Count the lines in the items below that contain the string "windshield". Reply with the number alone.

**Data shown**
################

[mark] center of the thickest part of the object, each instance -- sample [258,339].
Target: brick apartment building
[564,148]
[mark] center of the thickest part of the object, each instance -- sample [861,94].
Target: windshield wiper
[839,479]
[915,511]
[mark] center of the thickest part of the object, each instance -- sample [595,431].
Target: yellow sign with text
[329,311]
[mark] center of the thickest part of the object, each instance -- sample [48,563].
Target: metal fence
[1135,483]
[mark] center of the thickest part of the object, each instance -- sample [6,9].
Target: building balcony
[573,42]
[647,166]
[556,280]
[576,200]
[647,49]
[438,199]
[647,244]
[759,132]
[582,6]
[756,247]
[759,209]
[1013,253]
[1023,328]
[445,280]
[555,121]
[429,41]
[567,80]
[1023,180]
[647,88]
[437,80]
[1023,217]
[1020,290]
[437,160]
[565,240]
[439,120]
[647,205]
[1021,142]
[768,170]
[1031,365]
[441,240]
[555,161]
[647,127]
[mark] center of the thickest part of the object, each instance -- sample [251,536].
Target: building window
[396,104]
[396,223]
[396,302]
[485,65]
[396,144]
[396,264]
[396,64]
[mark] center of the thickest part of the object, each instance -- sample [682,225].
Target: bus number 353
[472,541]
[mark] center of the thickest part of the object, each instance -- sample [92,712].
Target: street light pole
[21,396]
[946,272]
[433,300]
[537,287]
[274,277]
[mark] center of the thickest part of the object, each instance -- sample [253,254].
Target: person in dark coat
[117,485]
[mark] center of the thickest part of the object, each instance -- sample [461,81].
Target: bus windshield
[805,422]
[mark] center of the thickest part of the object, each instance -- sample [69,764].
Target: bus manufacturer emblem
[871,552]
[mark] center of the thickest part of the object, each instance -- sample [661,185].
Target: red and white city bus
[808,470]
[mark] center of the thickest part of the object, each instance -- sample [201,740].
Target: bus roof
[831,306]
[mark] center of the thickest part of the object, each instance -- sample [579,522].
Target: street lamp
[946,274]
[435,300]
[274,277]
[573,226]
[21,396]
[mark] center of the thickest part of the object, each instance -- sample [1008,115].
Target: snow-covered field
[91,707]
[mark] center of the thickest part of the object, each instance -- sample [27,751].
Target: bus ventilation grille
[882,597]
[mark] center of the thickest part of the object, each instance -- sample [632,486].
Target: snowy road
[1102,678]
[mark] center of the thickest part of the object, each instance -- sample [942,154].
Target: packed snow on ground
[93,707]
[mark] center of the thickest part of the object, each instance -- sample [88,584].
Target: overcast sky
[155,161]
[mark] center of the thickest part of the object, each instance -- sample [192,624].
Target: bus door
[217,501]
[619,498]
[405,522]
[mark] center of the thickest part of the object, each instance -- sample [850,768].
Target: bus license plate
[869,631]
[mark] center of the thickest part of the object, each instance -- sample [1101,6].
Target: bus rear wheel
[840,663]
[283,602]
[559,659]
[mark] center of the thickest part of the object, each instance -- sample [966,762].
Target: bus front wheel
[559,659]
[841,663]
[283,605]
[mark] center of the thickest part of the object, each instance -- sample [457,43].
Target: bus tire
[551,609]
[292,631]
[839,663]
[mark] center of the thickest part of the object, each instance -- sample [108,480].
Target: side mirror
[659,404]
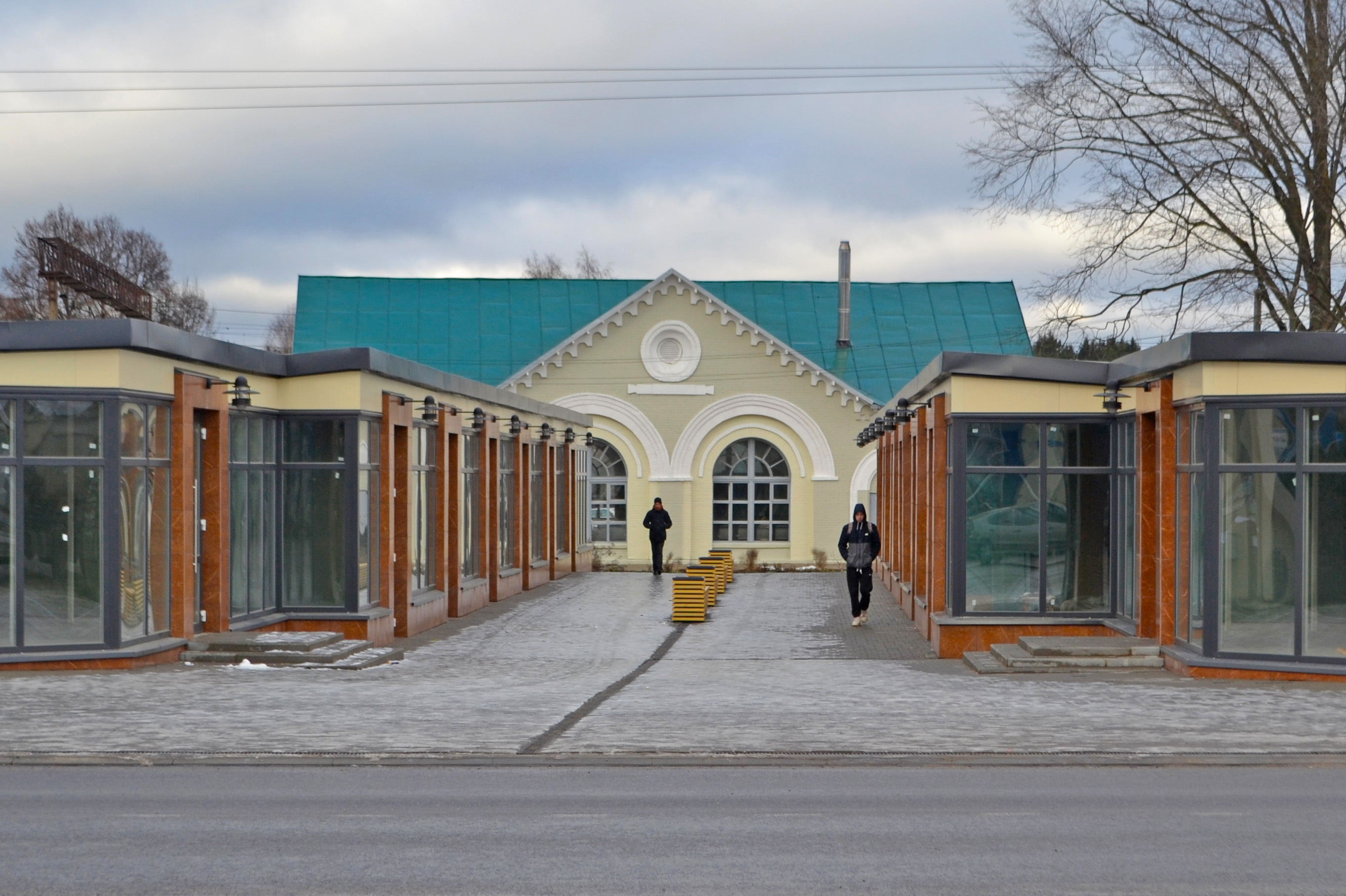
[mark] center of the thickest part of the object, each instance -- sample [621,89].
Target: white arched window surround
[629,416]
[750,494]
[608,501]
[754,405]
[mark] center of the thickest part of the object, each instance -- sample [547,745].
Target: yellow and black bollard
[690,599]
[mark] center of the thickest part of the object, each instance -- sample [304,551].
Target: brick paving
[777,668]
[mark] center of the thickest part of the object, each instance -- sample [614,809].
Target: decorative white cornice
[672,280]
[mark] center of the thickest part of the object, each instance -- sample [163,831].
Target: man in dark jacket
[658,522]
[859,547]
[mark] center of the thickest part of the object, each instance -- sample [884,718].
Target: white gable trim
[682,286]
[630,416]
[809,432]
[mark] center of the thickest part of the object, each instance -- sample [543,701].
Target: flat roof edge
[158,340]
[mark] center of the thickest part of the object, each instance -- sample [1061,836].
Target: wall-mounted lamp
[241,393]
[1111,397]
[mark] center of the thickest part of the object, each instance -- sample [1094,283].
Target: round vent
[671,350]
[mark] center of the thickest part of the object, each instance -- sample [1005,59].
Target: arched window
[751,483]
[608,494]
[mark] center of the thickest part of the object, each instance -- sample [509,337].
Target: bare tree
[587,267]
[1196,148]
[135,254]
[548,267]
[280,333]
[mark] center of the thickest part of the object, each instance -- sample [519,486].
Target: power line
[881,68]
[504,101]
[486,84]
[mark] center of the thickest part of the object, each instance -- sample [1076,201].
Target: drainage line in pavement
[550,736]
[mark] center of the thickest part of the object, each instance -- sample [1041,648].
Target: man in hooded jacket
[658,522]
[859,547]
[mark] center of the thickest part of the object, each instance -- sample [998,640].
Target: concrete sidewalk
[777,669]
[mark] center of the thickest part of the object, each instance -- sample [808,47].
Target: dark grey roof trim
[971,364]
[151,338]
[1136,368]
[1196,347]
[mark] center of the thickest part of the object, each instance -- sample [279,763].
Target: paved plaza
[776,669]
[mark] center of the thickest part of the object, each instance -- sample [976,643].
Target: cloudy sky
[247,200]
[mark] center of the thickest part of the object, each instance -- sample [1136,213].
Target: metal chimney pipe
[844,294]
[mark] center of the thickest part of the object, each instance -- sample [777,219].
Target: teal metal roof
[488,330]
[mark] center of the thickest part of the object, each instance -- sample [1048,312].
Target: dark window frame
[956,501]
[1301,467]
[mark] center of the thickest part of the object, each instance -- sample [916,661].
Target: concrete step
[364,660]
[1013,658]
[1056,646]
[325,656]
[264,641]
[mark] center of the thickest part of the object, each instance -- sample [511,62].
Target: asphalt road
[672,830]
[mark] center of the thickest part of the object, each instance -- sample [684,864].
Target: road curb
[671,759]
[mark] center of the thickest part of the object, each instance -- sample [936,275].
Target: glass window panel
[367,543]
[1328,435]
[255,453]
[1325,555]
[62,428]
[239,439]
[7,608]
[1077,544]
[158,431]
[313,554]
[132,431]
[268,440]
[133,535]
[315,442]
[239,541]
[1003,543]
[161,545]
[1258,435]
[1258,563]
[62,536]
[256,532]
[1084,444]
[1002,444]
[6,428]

################

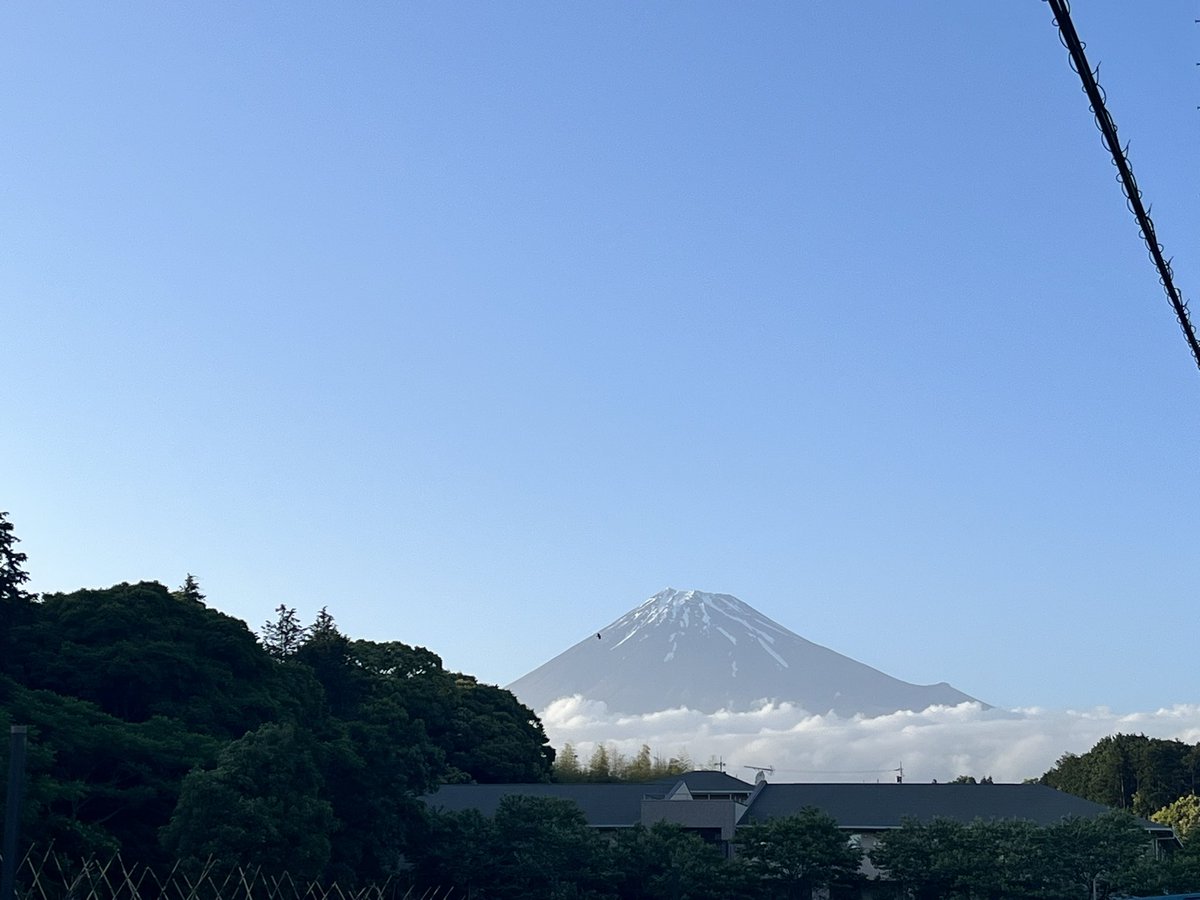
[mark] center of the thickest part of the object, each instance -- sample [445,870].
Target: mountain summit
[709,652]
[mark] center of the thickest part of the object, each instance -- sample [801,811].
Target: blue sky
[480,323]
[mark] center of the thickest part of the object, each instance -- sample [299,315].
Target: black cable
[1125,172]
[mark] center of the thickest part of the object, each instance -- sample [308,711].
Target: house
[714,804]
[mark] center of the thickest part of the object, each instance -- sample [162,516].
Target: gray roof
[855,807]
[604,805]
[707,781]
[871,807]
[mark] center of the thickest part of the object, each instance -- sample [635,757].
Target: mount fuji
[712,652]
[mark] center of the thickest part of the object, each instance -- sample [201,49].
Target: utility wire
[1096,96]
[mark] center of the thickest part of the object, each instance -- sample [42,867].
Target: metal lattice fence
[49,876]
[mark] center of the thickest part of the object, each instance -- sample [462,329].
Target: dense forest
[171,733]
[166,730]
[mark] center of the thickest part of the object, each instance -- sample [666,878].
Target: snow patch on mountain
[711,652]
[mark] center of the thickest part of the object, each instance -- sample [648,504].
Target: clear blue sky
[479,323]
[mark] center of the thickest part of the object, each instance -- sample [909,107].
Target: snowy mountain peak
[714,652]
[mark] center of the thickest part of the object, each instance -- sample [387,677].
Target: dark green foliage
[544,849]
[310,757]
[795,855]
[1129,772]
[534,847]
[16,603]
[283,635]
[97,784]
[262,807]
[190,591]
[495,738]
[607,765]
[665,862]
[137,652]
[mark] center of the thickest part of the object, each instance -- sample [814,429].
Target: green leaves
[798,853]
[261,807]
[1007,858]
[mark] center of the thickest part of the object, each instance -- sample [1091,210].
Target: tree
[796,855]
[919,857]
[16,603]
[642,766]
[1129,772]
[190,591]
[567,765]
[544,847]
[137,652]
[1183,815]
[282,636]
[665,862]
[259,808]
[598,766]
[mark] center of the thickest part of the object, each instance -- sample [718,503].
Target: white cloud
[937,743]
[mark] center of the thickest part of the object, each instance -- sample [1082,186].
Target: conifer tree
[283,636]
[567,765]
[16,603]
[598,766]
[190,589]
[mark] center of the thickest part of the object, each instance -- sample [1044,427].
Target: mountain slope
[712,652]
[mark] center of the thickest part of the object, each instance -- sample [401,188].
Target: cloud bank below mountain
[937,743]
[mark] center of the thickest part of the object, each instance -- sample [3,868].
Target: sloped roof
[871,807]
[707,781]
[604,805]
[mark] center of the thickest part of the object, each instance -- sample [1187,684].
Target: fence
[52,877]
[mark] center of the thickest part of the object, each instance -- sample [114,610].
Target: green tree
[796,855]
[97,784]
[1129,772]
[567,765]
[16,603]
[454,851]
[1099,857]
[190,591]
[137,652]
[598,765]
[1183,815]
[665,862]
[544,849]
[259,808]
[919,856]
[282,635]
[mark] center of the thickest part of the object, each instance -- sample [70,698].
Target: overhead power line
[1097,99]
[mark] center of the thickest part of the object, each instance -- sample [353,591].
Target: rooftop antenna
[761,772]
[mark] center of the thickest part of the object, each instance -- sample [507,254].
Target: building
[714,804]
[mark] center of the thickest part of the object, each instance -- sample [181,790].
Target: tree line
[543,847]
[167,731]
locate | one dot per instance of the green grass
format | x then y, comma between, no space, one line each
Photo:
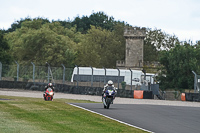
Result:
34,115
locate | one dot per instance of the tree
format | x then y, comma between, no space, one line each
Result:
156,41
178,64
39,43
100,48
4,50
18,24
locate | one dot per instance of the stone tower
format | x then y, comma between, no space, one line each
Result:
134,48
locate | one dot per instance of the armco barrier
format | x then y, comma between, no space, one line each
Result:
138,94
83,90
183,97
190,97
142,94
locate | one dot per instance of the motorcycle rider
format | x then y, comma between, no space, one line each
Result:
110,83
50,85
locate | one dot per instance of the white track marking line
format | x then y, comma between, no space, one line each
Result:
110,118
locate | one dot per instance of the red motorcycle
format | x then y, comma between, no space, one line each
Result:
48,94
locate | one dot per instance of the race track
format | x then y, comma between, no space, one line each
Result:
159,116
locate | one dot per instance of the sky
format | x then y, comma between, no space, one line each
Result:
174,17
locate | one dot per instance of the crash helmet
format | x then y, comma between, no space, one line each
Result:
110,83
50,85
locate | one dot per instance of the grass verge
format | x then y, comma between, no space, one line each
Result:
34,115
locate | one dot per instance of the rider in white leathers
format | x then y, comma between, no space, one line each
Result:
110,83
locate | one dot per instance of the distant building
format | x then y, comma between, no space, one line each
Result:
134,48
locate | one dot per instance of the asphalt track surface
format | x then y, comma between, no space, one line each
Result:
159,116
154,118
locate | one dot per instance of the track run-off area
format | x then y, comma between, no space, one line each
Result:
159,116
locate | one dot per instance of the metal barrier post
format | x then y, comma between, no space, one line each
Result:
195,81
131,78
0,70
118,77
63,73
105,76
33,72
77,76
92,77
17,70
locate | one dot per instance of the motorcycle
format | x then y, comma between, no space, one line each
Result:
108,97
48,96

################

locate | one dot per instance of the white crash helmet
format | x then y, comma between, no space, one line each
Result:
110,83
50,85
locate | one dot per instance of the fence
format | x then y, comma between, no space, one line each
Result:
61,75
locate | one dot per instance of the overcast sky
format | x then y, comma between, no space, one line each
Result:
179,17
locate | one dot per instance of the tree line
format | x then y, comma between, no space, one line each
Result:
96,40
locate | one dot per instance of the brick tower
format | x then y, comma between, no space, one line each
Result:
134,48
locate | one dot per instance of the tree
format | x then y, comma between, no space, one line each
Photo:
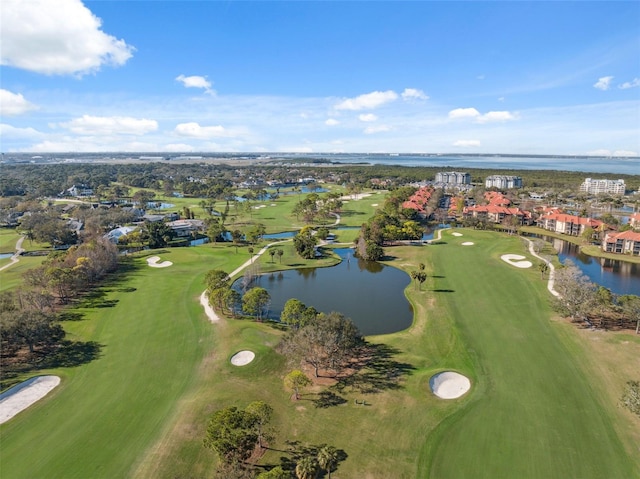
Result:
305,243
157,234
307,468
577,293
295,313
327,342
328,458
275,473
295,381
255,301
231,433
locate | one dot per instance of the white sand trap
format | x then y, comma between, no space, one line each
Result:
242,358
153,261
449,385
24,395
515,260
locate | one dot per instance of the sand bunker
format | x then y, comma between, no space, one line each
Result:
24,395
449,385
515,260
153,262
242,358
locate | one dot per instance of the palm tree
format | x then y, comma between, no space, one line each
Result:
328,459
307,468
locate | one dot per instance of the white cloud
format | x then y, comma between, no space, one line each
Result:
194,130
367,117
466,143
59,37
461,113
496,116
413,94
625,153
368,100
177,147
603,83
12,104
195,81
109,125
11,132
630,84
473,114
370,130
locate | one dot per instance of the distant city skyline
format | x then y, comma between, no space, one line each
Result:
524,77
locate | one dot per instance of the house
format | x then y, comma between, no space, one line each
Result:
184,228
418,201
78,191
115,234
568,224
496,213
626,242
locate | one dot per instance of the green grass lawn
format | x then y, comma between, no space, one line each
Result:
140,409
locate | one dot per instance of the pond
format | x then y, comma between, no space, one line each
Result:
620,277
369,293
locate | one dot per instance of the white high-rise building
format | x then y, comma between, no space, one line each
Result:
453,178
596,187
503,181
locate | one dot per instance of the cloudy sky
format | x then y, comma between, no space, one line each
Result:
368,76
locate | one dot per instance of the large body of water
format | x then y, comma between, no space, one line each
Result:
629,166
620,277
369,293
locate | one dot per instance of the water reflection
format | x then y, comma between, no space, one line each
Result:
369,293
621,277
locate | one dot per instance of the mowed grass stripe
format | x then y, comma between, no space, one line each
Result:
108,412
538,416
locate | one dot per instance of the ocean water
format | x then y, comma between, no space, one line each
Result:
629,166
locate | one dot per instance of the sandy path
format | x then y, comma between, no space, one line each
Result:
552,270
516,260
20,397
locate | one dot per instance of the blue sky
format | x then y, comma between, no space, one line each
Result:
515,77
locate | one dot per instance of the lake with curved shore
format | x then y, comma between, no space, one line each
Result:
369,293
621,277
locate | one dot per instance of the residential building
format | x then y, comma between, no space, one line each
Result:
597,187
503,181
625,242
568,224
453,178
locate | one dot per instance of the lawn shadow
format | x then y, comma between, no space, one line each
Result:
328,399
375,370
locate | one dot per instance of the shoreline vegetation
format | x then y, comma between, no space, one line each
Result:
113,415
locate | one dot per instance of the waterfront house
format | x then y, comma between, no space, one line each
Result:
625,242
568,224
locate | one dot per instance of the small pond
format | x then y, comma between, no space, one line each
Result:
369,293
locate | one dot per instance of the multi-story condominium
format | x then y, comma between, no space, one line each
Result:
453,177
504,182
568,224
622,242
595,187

################

**Output below**
2